I am attaching a very very small snippet just so you can get a feel of what I am talking about and hopefully provide some options.

Thanks in advance for helping guys, it is SOOO appreciated.

mdmackillop
04-18-2013, 02:22 PM
Your Products contain some typos, so you will see Value errors


Cell B2 =PIVOT($A2,B$1)

Function Pivot(Sales, Product)
Dim Sh As Worksheet
Dim S, P
Set Sh = Sheets(1)
S = Sh.Columns(1).Find(Sales).Row
P = Sh.Rows(1).Find(Product).Column
Pivot = Sh.Cells(S, P)
End Function

jo15765
04-19-2013, 05:36 AM
I can't get this to run?! I am probably doing something silly. If I have saved my workbook as a macro enabled workbook and added the code as a new module. I am then pressing F5 to run the code, but it pops up a prompt asking me what macro to run, and the macro I added in (your code) does not show in the list?

Aflatoon
04-19-2013, 05:37 AM
Cell B2 =PIVOT($A2,B$1)

It's a UDF - that quote shows how to use it. :)

jo15765
04-19-2013, 06:43 AM
It's a UDF - that quote shows how to use it. :)
Ohhhh, thank you for pointing that out, I thought that was pointing out one of the errors.

Duh!

jo15765
04-19-2013, 06:44 AM
Your Products contain some typos, so you will see Value errors


Cell B2 =PIVOT($A2,B$1)

Function Pivot(Sales, Product)
Dim Sh As Worksheet
Dim S, P
Set Sh = Sheets(1)
S = Sh.Columns(1).Find(Sales).Row
P = Sh.Rows(1).Find(Product).Column
Pivot = Sh.Cells(S, P)
End Function

That works amazingly!

One follow-up question that I do have:
And any time there is a change to the sales person name or the item list, I would just need to add the code to Cell B2 and drage it over/down and all items will match up again?

mdmackillop
04-19-2013, 07:36 AM
And any time there is a change to the sales person name or the item list, I would just need to add the code to Cell B2 and drage it over/down and all items will match up again?

No, the formula will update automatically.

Aflatoon
04-19-2013, 07:53 AM
If you actually have a pivot table (unlike your sample!) then GETPIVOTDATA may well do what you need

jo15765
04-19-2013, 08:20 AM
If you actually have a pivot table (unlike your sample!) then GETPIVOTDATA may well do what you need

I do have a pivottable on sheet1...I just copied/pasted a snippet of data only onto the worksheet.

How does GETPIVOTDATA work?

Aflatoon
04-19-2013, 08:28 AM
Easier to show than explain! See attached workbook where I added a pivot from your sample data.

▬▬▬▬▬▬

Decide whether each statement agrees with the forum thread above, and answer yes or no, quoting the words from the thread that decide it.
(a) The Pivot function looks up the sales value in the first column of the first sheet.
(b) The reply to the follow-up question says the formula must be re-entered in Cell B2 and dragged over after a sales person name changes.
(c) jo15765 says the pivot table is on sheet2.

▬▬▬▬▬▬

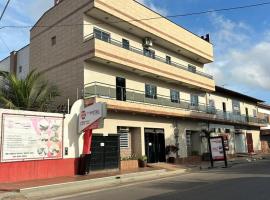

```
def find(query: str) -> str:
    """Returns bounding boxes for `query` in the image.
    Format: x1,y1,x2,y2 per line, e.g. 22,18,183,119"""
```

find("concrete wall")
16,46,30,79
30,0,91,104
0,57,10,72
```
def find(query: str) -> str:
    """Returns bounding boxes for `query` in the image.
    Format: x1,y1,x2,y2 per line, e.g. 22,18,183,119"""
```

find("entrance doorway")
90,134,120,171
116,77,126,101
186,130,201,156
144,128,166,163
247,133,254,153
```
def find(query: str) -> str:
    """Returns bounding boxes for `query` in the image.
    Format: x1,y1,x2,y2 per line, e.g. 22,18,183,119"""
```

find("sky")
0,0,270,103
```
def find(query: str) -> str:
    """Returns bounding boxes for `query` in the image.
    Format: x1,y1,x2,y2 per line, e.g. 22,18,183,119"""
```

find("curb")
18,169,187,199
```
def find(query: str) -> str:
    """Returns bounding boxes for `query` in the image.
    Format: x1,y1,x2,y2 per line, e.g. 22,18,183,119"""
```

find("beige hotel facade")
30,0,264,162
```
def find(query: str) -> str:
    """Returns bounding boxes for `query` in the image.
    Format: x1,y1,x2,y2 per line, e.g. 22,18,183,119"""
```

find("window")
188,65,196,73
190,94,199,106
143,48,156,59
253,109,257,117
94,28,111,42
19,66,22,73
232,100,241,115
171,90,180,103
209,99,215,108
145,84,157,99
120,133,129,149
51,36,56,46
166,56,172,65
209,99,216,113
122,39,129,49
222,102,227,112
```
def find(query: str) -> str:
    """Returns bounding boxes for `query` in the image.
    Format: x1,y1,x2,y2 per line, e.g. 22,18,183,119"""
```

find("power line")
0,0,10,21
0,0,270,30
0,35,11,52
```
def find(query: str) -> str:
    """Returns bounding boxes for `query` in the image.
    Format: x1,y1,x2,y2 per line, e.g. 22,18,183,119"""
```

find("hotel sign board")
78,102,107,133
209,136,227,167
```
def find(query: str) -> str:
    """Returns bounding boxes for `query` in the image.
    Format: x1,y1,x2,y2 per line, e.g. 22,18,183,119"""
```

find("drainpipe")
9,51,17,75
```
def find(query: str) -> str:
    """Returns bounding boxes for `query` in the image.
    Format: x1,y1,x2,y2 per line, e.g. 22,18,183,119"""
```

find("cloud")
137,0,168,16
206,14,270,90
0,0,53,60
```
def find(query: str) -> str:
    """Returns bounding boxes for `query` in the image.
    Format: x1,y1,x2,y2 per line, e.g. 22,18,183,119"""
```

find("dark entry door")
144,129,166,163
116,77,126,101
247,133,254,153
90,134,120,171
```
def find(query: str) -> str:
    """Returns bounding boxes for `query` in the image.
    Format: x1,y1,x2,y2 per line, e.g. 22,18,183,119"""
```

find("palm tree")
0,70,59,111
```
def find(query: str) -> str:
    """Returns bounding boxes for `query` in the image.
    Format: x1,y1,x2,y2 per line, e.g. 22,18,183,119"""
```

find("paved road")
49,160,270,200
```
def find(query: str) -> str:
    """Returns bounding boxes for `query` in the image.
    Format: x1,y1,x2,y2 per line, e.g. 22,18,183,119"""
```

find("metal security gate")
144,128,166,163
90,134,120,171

▬▬▬▬▬▬

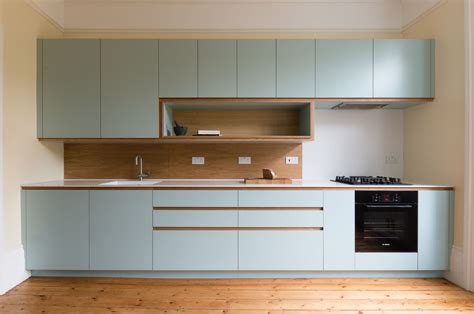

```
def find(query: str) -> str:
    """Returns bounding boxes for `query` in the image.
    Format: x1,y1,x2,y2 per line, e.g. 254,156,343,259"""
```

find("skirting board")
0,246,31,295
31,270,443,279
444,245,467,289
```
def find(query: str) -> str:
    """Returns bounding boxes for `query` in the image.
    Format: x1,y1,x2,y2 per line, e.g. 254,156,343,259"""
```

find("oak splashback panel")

▬▬▬▬▬▬

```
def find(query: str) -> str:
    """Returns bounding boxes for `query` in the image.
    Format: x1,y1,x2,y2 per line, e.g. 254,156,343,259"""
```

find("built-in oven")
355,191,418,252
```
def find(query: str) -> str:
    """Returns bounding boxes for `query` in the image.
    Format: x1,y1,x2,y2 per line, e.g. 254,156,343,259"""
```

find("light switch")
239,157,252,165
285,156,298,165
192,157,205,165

▬▬▬▬▬▬

Answer section:
(a) Yes: "Set Sh = Sheets(1)" and "S = Sh.Columns(1).Find(Sales).Row"
(b) No: "No, the formula will update automatically."
(c) No: "I do have a pivottable on sheet1"